Arrange the lines below, from the line containing "297, row 493." through the line containing "column 459, row 101", both included, as a JSON list of strings with one string per line. Omit any blank lines.
******
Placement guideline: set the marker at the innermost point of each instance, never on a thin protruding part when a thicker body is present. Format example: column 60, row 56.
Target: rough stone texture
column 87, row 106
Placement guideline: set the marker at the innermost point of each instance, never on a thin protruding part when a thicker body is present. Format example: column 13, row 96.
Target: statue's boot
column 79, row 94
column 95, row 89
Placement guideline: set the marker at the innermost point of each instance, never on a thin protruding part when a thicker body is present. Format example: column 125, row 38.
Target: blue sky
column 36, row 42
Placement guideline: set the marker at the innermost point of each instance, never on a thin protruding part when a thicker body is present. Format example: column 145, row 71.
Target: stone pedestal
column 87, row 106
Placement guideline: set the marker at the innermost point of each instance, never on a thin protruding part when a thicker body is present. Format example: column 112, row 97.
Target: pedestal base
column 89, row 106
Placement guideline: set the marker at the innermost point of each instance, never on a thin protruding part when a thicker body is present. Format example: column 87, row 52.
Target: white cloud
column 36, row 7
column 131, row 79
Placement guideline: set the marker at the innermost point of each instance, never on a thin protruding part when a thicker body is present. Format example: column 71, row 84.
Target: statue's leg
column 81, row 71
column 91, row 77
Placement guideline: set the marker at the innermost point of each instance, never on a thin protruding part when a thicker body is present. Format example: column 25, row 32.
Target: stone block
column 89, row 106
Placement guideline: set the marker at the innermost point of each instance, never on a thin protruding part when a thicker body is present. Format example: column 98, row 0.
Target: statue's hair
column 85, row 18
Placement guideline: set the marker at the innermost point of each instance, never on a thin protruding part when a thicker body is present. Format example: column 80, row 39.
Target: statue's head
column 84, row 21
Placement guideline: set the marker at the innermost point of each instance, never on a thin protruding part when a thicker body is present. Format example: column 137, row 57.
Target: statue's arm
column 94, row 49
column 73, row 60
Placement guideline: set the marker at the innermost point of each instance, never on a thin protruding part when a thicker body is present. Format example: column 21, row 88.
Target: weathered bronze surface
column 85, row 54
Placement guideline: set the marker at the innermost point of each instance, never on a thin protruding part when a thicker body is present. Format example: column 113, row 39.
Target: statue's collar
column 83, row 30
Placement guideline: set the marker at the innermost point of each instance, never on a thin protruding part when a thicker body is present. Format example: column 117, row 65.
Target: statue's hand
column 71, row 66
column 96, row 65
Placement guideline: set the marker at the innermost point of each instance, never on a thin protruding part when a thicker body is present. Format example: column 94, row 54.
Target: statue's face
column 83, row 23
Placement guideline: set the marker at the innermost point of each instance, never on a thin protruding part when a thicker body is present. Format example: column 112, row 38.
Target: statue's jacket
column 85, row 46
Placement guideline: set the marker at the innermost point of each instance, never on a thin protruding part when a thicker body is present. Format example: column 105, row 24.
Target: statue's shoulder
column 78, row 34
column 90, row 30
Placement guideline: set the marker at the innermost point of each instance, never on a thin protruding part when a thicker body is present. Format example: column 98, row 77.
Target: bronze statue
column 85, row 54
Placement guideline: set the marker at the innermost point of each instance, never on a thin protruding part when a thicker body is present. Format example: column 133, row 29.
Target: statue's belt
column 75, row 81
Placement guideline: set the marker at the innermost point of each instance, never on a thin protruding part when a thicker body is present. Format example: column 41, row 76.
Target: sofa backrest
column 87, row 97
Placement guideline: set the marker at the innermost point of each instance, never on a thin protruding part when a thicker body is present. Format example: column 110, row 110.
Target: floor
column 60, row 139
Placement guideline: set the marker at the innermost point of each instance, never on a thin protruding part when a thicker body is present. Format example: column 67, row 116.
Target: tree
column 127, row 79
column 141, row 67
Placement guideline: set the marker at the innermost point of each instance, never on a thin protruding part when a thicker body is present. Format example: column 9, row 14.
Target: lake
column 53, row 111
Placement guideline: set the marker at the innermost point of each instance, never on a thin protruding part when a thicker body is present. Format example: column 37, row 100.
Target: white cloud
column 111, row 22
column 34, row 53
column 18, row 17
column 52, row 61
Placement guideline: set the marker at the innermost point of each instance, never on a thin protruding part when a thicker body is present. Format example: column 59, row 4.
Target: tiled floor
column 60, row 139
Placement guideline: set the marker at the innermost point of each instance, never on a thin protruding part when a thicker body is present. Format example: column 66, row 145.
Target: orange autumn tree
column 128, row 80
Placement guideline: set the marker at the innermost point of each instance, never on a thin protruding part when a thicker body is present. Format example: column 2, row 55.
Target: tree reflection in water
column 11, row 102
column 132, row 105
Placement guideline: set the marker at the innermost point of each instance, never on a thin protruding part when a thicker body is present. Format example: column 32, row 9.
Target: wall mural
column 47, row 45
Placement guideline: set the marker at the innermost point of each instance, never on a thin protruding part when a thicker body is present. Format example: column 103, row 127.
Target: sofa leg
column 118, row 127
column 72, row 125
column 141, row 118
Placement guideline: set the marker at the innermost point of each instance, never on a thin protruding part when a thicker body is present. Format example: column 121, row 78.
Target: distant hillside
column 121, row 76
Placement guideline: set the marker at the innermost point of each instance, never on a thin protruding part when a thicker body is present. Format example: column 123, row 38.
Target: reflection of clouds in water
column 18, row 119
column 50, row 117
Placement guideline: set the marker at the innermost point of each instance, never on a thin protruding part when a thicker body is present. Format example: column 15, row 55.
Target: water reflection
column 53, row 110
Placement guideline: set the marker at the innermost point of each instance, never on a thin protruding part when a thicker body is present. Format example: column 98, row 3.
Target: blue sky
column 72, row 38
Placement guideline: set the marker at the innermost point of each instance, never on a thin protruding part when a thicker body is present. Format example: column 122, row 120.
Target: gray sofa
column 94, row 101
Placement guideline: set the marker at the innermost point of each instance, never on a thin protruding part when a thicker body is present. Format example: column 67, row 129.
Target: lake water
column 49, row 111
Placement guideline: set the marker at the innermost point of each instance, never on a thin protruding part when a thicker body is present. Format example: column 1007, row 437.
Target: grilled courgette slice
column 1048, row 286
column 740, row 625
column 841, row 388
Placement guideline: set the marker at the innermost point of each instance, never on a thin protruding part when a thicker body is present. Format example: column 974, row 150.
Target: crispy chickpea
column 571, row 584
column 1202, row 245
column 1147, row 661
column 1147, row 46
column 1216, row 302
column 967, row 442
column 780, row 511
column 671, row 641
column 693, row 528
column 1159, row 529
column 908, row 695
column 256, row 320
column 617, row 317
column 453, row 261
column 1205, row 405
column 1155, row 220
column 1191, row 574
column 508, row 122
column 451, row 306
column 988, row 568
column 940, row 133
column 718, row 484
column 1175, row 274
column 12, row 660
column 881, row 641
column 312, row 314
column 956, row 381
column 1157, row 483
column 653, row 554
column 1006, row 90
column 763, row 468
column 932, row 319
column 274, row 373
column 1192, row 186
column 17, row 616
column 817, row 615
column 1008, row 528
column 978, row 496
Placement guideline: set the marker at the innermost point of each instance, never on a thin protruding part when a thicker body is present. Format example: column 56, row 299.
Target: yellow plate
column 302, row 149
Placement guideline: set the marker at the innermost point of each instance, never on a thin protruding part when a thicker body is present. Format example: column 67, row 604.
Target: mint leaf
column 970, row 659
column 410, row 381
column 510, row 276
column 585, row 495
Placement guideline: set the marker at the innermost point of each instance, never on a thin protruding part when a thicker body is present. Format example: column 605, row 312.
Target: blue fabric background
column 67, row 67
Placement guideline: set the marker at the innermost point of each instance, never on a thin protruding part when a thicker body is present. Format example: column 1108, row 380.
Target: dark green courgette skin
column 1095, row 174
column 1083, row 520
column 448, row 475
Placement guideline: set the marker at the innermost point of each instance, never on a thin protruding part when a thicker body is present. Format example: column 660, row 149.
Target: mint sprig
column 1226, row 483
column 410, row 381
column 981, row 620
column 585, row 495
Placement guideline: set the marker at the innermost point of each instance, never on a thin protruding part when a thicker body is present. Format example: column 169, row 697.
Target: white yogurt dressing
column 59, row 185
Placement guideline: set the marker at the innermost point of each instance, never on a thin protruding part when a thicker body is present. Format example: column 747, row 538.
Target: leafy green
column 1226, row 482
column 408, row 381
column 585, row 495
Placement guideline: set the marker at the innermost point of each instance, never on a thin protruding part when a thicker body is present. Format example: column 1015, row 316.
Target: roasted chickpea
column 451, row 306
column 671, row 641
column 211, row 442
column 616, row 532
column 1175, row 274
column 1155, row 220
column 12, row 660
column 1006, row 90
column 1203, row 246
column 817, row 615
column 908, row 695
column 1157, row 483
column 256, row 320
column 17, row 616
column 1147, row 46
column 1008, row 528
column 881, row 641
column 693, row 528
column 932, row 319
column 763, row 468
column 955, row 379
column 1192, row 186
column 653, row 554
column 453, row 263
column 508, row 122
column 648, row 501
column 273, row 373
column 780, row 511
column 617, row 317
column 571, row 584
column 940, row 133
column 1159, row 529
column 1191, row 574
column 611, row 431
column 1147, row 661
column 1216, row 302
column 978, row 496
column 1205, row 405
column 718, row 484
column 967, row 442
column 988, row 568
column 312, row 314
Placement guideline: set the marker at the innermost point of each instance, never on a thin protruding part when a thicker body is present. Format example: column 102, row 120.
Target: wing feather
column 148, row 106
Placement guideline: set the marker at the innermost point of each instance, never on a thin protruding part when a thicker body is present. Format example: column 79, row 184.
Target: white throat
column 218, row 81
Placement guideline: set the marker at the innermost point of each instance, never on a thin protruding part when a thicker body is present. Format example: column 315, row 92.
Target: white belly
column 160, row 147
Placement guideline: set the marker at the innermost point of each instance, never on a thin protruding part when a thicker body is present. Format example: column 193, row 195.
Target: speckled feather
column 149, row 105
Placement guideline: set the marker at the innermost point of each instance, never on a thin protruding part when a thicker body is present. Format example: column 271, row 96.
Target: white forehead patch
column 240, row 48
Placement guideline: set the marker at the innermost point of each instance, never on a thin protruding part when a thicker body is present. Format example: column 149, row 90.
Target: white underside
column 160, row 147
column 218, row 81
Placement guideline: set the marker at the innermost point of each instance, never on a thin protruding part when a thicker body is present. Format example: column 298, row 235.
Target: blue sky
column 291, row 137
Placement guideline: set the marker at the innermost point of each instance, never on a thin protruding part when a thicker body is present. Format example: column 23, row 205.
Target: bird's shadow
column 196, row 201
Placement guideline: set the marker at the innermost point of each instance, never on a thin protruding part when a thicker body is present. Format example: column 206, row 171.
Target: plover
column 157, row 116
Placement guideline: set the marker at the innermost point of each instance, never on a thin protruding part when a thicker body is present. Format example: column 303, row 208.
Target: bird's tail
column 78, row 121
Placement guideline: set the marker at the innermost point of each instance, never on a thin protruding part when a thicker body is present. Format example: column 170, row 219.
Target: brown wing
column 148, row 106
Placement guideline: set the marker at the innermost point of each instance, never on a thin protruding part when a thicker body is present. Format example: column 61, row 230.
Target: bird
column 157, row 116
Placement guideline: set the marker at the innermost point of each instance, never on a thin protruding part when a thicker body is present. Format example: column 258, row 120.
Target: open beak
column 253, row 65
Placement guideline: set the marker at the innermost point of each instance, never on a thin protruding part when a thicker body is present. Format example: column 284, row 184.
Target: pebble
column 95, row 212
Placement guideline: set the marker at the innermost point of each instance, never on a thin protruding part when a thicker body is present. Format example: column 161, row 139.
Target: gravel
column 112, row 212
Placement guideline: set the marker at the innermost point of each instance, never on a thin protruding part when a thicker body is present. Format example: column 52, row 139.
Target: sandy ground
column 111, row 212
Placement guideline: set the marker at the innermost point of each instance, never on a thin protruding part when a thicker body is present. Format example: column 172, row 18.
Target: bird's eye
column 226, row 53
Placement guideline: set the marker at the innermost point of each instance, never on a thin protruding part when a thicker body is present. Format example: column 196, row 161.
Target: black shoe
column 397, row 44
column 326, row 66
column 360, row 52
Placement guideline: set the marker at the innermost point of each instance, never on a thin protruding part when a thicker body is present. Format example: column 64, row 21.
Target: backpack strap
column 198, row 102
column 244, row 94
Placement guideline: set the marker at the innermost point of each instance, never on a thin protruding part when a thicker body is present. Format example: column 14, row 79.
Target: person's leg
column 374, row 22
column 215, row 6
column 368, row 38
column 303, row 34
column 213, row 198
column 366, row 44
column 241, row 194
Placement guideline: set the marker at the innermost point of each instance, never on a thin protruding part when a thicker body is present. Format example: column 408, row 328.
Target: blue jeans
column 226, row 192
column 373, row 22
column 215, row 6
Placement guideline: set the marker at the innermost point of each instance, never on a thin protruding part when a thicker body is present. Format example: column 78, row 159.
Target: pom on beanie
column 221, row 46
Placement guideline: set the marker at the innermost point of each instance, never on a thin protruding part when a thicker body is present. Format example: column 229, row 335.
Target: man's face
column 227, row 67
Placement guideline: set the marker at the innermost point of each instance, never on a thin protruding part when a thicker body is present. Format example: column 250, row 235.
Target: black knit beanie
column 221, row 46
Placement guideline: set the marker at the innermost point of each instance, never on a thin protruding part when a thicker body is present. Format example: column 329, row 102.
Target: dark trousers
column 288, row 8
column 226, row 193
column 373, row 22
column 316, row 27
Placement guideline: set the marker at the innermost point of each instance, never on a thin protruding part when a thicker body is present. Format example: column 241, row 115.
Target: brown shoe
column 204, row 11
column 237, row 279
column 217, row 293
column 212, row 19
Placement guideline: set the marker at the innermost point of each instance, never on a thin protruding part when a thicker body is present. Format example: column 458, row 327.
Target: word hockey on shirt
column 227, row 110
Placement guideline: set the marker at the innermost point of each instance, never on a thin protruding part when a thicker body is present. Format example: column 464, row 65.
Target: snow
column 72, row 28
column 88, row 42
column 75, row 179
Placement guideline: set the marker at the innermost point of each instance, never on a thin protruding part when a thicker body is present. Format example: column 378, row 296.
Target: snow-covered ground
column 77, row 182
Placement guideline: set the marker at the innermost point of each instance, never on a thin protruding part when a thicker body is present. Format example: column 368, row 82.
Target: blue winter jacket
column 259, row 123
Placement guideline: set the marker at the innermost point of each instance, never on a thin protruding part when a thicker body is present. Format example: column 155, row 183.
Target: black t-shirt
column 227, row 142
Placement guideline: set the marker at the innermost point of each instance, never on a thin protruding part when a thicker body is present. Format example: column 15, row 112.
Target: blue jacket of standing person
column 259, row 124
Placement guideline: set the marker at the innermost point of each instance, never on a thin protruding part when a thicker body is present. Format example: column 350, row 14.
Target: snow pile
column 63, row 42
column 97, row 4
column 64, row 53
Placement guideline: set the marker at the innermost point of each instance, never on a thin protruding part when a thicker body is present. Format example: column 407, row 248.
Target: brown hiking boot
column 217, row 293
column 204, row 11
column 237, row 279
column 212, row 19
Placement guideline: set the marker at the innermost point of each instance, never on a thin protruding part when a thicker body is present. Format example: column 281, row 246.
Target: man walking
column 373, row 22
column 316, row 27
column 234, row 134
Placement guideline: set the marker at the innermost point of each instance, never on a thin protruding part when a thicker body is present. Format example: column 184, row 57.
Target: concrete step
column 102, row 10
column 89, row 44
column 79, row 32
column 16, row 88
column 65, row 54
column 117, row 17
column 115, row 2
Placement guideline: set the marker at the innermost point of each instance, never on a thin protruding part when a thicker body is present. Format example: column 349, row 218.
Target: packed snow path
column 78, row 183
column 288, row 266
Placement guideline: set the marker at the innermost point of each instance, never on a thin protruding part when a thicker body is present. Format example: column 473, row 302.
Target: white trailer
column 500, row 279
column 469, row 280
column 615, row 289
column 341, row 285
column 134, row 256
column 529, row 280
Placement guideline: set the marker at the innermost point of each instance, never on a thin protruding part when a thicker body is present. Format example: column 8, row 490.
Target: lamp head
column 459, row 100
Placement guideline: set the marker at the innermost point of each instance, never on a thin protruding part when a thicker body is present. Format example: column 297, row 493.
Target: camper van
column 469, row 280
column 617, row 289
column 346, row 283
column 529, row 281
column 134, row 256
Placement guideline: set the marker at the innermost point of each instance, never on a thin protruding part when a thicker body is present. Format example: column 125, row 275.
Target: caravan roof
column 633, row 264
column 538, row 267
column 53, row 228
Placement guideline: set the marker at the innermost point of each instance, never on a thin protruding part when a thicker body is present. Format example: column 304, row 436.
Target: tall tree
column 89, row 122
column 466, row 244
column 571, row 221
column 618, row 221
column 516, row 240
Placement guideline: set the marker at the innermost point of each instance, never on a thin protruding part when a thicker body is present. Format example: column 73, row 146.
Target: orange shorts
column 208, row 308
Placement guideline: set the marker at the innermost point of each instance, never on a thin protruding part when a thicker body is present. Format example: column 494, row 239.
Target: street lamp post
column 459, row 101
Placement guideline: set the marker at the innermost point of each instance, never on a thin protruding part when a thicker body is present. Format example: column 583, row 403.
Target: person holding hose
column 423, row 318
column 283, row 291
******
COMPLETE ANSWER
[
  "Placement guideline: set the marker at the innermost point of each instance, never on a thin protruding part when a thicker body is present. Format example: column 297, row 493.",
  "Target: camper van",
  "column 469, row 280",
  "column 617, row 289",
  "column 346, row 283",
  "column 529, row 281",
  "column 134, row 256",
  "Placement guideline: set the marker at the innermost point of each instance, never on a thin protruding part when a thicker body is present. Format example: column 125, row 275.",
  "Target: caravan roof",
  "column 633, row 264",
  "column 538, row 267",
  "column 53, row 228",
  "Placement guideline: set the marker at the innermost point of each instance, never on a thin protruding part when a thicker body is present. Format example: column 304, row 436.",
  "Target: tall tree",
  "column 89, row 122",
  "column 466, row 244",
  "column 571, row 221",
  "column 618, row 221",
  "column 516, row 240",
  "Placement guideline: set the marker at the innermost point of each instance, never on a thin protruding part when a thicker body is present. Format example: column 73, row 146.",
  "Target: orange shorts",
  "column 208, row 308",
  "Placement guideline: set the marker at the innermost point of each instance, never on a thin protruding part when a thicker body is present. Format example: column 494, row 239.",
  "Target: street lamp post",
  "column 459, row 101"
]